▸ **The exercise**:
Convert the material, starting at its first line and ending at the line that contains "[[[91,87],[90,86],[86,87],[85,92],[90,92],[90,91],[91,91]]]", into a JSON list of strings with one string per line, omitting any blank lines.

┏━━

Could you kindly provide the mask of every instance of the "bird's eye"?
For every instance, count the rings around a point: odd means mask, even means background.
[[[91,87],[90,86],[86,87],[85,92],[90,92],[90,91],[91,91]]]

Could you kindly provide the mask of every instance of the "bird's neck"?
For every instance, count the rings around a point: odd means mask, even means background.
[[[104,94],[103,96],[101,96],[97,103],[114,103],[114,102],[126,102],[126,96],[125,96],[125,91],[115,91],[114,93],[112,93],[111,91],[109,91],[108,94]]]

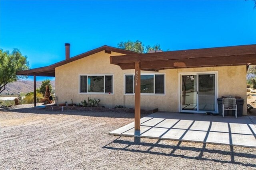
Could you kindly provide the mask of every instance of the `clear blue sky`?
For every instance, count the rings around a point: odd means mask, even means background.
[[[128,40],[164,51],[255,44],[254,6],[250,0],[1,0],[0,48],[19,49],[33,68],[64,59],[65,43],[71,57]]]

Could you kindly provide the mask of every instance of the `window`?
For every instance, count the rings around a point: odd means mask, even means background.
[[[126,94],[134,94],[134,75],[124,75],[124,92]],[[164,74],[142,74],[140,76],[140,92],[148,94],[164,94]]]
[[[80,75],[80,93],[113,94],[113,75]]]

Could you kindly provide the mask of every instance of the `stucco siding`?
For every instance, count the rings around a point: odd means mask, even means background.
[[[71,103],[74,95],[74,102],[81,103],[87,98],[101,100],[100,103],[106,107],[114,107],[115,105],[134,107],[134,96],[124,94],[124,74],[133,74],[134,70],[122,70],[119,66],[110,64],[110,55],[122,54],[102,51],[56,68],[56,92],[58,103]],[[166,93],[164,96],[148,96],[142,94],[141,108],[159,110],[178,111],[179,110],[179,72],[194,71],[218,71],[218,96],[240,96],[246,104],[246,67],[230,66],[193,68],[171,69],[161,70],[165,73]],[[155,72],[142,71],[142,73]],[[79,94],[79,74],[107,74],[114,75],[114,94]],[[246,108],[244,105],[244,113]]]

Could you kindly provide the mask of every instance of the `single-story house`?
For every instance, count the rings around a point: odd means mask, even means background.
[[[17,74],[55,76],[58,103],[88,97],[107,107],[134,108],[138,72],[142,109],[218,113],[222,96],[246,103],[247,70],[256,64],[256,45],[147,54],[104,45],[71,58],[70,47],[65,60]]]

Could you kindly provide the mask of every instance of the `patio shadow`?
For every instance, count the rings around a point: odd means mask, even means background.
[[[256,154],[235,152],[233,146],[229,147],[230,147],[229,150],[223,150],[208,149],[206,147],[207,145],[209,144],[206,143],[202,143],[202,147],[196,147],[182,146],[182,143],[184,142],[182,141],[177,141],[177,145],[174,145],[161,144],[160,143],[162,141],[161,140],[158,140],[155,143],[151,143],[140,142],[136,138],[134,138],[134,141],[125,140],[122,139],[124,137],[120,137],[102,148],[180,157],[186,159],[210,160],[216,162],[241,165],[248,167],[256,167],[256,163],[254,164],[248,163],[248,161],[242,161],[244,159],[247,159],[248,160],[248,159],[250,159],[252,160],[250,161],[250,162],[255,162],[254,160],[256,158]],[[120,147],[120,146],[123,147]],[[225,147],[224,145],[222,146],[223,147]],[[145,149],[145,147],[148,149]],[[163,152],[163,150],[165,150],[165,152]],[[197,156],[191,156],[194,154],[195,153],[198,154]],[[215,154],[216,156],[214,158],[209,158],[212,157],[213,154]],[[212,155],[211,156],[207,156],[207,155],[210,154]],[[225,157],[226,160],[223,160],[223,157]]]

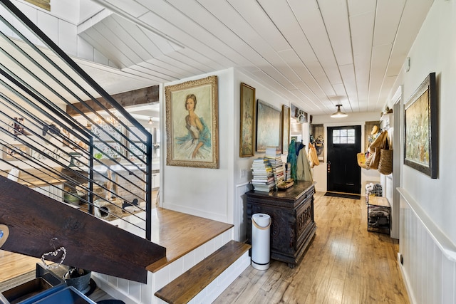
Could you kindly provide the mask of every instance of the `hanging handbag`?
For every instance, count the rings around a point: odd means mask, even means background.
[[[370,163],[369,164],[369,169],[375,169],[378,168],[378,164],[380,162],[380,150],[381,149],[380,147],[375,148],[375,152],[373,152],[372,156],[372,160],[370,160]]]
[[[390,149],[388,135],[385,137],[385,144],[380,151],[378,172],[384,175],[390,174],[393,172],[393,149]]]

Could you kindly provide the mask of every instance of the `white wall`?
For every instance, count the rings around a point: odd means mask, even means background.
[[[207,219],[232,222],[233,161],[234,141],[233,125],[232,70],[201,75],[168,83],[165,87],[185,81],[216,75],[218,78],[219,101],[219,169],[184,167],[166,165],[166,132],[162,132],[160,200],[165,208],[200,216]],[[164,94],[162,95],[164,96]],[[165,100],[160,103],[162,130],[165,130]],[[182,103],[183,104],[183,103]]]
[[[408,56],[410,71],[403,69],[395,83],[396,88],[403,85],[403,104],[430,73],[436,73],[438,123],[432,127],[438,129],[439,165],[437,178],[432,179],[402,164],[401,188],[408,194],[408,201],[413,201],[401,202],[400,206],[402,268],[413,303],[455,303],[456,263],[451,258],[456,243],[456,193],[452,191],[456,170],[452,162],[456,146],[452,130],[456,110],[454,0],[434,1]]]
[[[230,68],[214,73],[165,83],[172,85],[185,81],[217,75],[219,85],[219,169],[204,169],[167,166],[166,147],[163,145],[162,168],[160,171],[160,199],[162,206],[193,215],[235,225],[234,239],[245,239],[245,201],[244,194],[249,191],[254,158],[239,157],[240,84],[245,83],[255,88],[256,98],[274,107],[289,106],[289,102],[267,88],[254,81],[236,69]],[[163,96],[162,91],[162,96]],[[162,97],[161,100],[164,100]],[[165,108],[162,103],[160,120],[165,130]],[[166,142],[162,132],[162,142]],[[284,155],[283,157],[286,157]]]

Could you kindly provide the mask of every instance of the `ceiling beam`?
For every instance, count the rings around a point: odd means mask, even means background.
[[[115,100],[122,107],[128,108],[134,105],[142,105],[145,104],[153,104],[159,103],[158,99],[159,86],[152,85],[141,89],[133,90],[118,94],[114,94],[112,98]],[[97,98],[97,100],[108,109],[113,108],[110,103],[104,98]],[[94,100],[85,101],[90,108],[95,111],[103,110]],[[74,107],[74,108],[73,108]],[[73,103],[71,105],[67,105],[66,112],[71,116],[78,115],[80,112],[75,108],[78,109],[83,113],[93,112],[81,103]]]

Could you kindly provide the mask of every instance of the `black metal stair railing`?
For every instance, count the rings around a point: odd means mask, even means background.
[[[1,4],[0,174],[150,240],[152,135],[9,1]]]

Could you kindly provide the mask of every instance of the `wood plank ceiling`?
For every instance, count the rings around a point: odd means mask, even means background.
[[[81,37],[151,85],[239,68],[313,115],[380,112],[433,0],[94,0]],[[83,29],[82,29],[83,28]]]

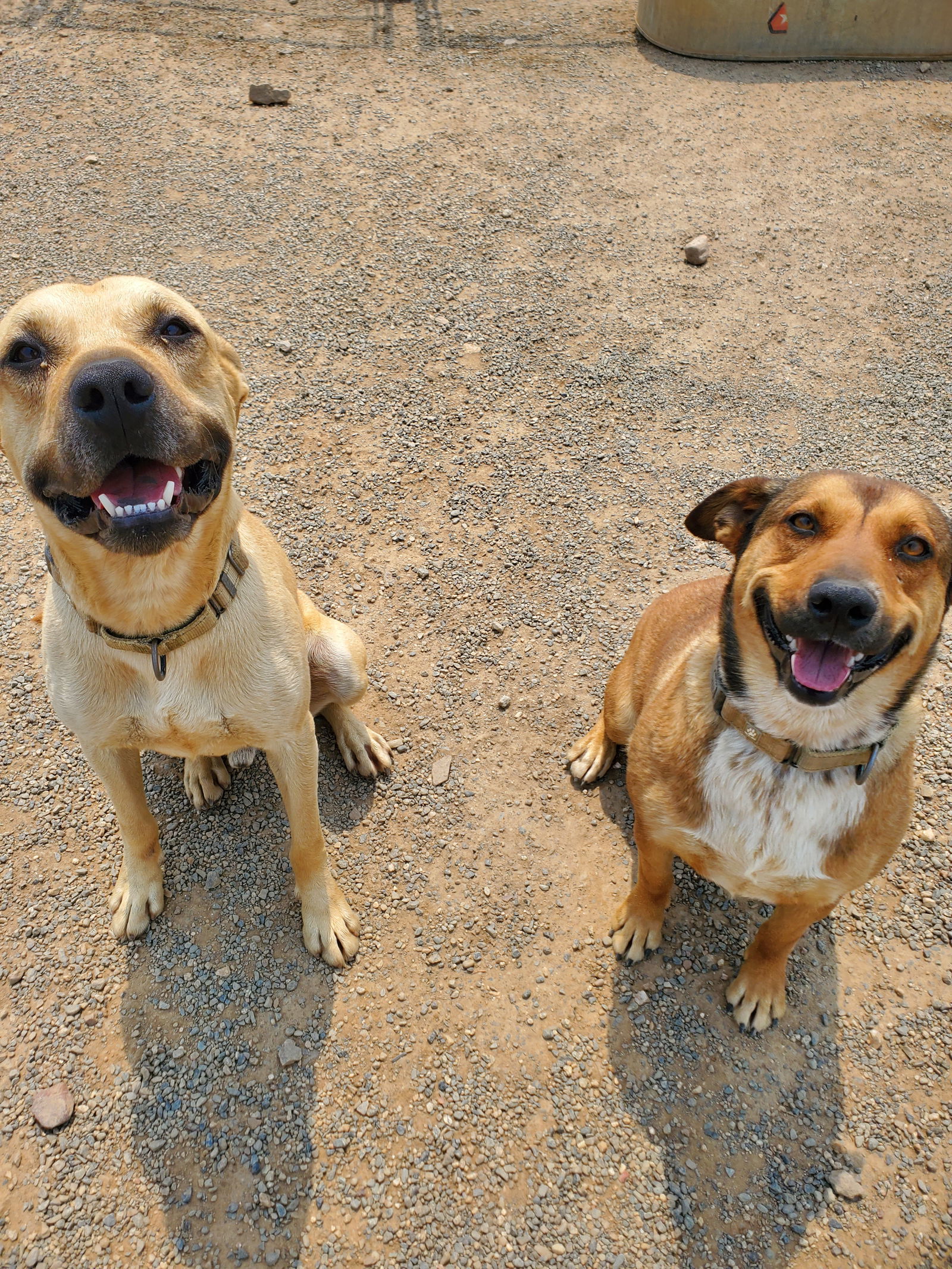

┗━━

▸ **Solution to the exercise**:
[
  "Could you kindly provide the mask of every instance of the \"bird's eye\"?",
  "For every instance, count the rings around a point: odd means mask, even means background.",
  "[[[91,87],[90,86],[86,87],[85,92],[90,92],[90,91],[91,91]]]"
]